# What is being asked:
Return the following from the records below: each line, word for word, starting with the line that contains "Would you kindly pick out the green grass" and going on through the line that contains "Would you kindly pick out the colorful", with nothing outside that range.

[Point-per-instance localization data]
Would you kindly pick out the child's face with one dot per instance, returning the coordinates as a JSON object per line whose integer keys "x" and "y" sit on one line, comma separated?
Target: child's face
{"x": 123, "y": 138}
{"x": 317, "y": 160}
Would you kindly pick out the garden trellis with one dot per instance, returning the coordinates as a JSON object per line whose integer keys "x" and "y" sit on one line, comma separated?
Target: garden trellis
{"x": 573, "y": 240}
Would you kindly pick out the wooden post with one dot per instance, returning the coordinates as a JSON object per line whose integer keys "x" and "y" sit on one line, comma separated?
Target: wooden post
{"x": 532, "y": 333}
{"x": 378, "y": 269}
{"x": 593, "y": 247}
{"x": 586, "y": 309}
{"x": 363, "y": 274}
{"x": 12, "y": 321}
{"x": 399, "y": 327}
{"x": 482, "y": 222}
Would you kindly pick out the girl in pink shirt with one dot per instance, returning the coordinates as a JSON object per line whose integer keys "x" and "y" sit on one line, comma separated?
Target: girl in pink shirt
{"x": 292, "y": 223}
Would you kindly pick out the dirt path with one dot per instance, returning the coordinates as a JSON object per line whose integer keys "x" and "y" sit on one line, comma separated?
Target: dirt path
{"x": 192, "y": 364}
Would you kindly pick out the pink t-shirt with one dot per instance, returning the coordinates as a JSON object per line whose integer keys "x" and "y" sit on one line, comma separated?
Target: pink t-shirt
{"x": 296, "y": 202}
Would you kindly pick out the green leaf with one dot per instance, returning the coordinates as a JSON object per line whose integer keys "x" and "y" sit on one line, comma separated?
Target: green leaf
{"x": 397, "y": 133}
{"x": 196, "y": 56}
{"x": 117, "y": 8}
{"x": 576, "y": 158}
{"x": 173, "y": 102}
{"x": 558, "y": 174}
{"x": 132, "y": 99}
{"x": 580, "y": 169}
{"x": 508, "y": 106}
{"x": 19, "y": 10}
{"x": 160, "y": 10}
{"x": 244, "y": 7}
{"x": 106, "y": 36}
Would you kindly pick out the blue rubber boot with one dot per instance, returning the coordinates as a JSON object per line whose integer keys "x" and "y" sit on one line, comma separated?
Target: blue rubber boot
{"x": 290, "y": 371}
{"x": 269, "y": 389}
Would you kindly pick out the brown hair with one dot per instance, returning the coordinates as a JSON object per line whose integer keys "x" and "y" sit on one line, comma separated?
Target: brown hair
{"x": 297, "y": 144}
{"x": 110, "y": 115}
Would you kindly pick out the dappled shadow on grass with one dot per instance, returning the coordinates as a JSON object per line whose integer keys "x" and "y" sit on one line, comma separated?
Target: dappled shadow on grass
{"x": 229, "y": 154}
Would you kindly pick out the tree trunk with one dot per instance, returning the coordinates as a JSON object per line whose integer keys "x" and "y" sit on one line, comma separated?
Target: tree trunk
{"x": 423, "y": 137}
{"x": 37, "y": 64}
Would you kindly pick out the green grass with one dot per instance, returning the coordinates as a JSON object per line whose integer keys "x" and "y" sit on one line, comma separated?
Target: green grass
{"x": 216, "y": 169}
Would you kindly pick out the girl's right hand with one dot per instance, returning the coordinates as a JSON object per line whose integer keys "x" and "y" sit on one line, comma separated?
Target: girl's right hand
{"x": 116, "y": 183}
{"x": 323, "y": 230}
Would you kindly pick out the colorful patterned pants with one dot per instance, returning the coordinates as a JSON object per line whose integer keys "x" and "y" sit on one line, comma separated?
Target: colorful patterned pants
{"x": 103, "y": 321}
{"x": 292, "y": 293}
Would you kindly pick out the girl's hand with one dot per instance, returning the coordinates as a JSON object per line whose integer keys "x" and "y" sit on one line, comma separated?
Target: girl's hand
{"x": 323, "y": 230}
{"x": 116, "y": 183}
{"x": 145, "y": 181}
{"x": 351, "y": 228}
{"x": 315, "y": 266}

# Your solution:
Would you kindly pick out the green grass with one dot per instance, returning the coordinates as a JSON object per line whose integer keys "x" and "y" sit on one line, comma separated?
Target: green grass
{"x": 216, "y": 169}
Would you kindly pick out the girl's right hand with one dot per instance, returning the coordinates as a JSON object per line whose integer keys "x" and "y" sit on one line, comma separated?
Target: girl's right hand
{"x": 116, "y": 183}
{"x": 323, "y": 230}
Would you kindly pick out the colorful patterned pants with one dot per instance, returning the coordinates as a JSON object per line whose integer keys "x" and "y" sit on one line, comma separated?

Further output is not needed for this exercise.